• **Prompt**: Count the lines in the records below that contain the word "noun". Case counts, and your reply should be the number alone.

━━ Task data

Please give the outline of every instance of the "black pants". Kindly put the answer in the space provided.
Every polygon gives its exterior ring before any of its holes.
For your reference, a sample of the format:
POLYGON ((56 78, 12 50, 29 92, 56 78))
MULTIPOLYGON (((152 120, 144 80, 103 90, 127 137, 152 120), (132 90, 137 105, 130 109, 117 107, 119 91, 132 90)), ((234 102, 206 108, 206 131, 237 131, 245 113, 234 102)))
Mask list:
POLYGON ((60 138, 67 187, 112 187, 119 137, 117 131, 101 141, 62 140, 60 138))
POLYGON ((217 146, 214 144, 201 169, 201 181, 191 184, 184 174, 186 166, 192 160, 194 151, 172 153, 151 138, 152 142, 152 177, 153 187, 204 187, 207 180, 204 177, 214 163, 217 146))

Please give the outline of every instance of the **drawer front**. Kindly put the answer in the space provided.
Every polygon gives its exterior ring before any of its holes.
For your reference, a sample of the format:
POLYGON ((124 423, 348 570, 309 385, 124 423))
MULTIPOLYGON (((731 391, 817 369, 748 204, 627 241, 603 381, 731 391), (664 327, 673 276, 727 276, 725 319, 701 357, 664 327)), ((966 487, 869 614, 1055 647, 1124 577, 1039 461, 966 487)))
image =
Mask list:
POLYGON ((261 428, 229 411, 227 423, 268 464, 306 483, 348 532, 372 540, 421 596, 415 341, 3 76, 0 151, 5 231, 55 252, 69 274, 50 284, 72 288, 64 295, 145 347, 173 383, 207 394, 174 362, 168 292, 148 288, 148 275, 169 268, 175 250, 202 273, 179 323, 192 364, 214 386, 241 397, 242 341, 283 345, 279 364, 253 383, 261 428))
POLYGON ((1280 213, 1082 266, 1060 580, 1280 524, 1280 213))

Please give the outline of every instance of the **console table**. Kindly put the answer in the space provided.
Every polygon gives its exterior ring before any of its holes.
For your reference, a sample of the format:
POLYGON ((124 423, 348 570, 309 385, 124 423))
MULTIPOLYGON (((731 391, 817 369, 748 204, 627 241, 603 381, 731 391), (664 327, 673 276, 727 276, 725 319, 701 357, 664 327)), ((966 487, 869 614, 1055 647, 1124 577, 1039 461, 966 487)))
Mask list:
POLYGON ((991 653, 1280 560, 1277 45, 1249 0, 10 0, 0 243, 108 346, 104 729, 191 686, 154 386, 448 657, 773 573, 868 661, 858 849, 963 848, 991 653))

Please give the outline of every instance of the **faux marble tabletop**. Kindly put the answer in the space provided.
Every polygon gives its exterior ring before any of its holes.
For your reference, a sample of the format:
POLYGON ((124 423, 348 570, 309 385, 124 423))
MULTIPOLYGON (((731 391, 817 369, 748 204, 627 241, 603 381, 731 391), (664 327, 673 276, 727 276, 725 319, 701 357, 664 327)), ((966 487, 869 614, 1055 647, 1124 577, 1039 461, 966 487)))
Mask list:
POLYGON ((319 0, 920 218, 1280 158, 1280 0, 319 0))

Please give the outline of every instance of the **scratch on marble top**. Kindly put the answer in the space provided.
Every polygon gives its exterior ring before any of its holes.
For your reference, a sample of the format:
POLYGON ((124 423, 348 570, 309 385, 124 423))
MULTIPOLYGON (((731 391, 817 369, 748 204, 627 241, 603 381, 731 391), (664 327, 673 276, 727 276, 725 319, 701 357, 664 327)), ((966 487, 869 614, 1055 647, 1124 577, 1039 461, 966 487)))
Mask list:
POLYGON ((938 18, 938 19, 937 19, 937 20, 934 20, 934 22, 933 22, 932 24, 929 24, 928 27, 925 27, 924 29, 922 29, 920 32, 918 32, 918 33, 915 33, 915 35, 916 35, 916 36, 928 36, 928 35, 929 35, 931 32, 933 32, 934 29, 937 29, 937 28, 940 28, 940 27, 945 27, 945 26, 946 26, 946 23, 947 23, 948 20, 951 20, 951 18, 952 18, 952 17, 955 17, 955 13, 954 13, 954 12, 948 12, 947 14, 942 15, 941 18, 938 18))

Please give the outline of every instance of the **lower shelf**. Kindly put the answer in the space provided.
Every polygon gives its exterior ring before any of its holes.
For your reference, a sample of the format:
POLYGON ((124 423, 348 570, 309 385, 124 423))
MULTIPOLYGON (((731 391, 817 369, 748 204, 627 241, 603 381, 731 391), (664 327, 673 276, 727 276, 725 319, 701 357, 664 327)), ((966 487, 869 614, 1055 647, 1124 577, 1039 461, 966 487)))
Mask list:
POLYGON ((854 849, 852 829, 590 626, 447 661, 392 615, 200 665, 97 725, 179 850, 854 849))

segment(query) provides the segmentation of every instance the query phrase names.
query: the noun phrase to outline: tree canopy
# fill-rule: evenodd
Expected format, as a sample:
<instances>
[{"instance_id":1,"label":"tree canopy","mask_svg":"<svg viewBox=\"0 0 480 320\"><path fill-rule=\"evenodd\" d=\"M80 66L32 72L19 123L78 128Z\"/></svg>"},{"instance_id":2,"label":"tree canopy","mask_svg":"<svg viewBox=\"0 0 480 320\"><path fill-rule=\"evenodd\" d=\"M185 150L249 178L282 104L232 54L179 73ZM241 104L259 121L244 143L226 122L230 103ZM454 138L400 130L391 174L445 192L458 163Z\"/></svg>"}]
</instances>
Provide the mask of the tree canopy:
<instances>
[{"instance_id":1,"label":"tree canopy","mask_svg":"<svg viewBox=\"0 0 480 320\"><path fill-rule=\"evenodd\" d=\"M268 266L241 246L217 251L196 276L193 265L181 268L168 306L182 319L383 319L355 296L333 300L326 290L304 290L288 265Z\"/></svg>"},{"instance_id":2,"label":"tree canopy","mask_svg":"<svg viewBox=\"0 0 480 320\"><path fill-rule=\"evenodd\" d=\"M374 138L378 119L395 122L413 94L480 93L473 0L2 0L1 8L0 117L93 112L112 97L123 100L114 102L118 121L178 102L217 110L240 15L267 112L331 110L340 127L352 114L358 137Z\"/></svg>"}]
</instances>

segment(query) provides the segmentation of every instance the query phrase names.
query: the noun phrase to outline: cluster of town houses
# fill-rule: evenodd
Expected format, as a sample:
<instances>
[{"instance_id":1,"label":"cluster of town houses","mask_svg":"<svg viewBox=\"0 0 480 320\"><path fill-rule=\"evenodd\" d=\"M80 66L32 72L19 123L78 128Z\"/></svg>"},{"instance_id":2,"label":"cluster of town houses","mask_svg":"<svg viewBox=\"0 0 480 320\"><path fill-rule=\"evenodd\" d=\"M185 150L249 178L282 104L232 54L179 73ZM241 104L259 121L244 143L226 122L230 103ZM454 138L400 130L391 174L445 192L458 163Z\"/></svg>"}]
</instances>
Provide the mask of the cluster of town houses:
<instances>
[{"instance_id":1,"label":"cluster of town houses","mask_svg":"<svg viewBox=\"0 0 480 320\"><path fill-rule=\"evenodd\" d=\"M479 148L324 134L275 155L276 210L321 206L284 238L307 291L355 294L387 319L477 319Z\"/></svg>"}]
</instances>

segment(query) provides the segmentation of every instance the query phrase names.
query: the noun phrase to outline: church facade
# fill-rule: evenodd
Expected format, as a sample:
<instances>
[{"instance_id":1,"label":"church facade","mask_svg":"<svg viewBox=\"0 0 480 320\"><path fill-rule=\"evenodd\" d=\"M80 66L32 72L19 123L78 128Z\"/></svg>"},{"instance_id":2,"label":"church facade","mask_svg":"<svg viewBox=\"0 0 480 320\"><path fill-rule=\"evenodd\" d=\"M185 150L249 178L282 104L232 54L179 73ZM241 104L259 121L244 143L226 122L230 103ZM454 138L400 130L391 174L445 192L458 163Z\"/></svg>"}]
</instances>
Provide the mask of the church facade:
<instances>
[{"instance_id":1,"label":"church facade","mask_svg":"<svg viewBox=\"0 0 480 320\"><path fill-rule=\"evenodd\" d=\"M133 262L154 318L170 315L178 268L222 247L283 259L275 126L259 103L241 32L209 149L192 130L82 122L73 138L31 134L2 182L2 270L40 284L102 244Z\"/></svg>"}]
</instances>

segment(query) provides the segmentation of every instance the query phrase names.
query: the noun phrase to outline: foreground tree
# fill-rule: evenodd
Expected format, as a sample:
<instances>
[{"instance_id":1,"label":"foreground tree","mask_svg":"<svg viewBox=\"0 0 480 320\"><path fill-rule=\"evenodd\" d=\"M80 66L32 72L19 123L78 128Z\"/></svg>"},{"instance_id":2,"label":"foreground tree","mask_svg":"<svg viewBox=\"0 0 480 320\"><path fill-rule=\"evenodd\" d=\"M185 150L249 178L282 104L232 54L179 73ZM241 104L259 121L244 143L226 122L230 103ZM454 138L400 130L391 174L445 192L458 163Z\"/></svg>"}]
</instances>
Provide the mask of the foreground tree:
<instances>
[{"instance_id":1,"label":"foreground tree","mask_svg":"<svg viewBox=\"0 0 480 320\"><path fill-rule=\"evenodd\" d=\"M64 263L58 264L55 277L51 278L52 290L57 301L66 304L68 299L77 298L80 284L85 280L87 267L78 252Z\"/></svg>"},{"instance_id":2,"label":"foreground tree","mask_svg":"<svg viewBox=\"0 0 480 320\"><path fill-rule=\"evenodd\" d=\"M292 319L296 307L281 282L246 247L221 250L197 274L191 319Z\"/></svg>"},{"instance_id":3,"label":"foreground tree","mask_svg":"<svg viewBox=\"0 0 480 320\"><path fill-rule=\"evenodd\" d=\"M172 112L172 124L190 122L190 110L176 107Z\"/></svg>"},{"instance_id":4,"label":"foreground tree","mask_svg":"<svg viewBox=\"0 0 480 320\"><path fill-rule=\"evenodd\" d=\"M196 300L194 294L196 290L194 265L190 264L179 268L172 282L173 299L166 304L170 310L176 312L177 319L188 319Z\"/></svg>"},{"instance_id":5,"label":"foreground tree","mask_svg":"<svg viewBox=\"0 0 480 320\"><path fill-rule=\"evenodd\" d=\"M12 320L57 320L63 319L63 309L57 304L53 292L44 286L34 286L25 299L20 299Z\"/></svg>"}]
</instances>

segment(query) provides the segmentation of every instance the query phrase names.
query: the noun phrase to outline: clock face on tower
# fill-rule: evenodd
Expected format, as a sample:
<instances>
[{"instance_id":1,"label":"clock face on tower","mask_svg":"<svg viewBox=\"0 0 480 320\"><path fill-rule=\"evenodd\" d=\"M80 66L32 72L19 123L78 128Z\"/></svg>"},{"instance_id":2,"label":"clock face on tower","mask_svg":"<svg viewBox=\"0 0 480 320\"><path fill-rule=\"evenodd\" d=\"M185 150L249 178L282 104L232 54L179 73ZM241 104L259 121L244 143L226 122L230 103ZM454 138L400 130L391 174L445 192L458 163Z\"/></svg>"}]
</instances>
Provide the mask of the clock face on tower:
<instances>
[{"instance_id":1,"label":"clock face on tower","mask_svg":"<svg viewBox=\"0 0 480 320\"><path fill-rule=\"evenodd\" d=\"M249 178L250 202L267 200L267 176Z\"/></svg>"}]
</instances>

━━━━

• **Task output**: 5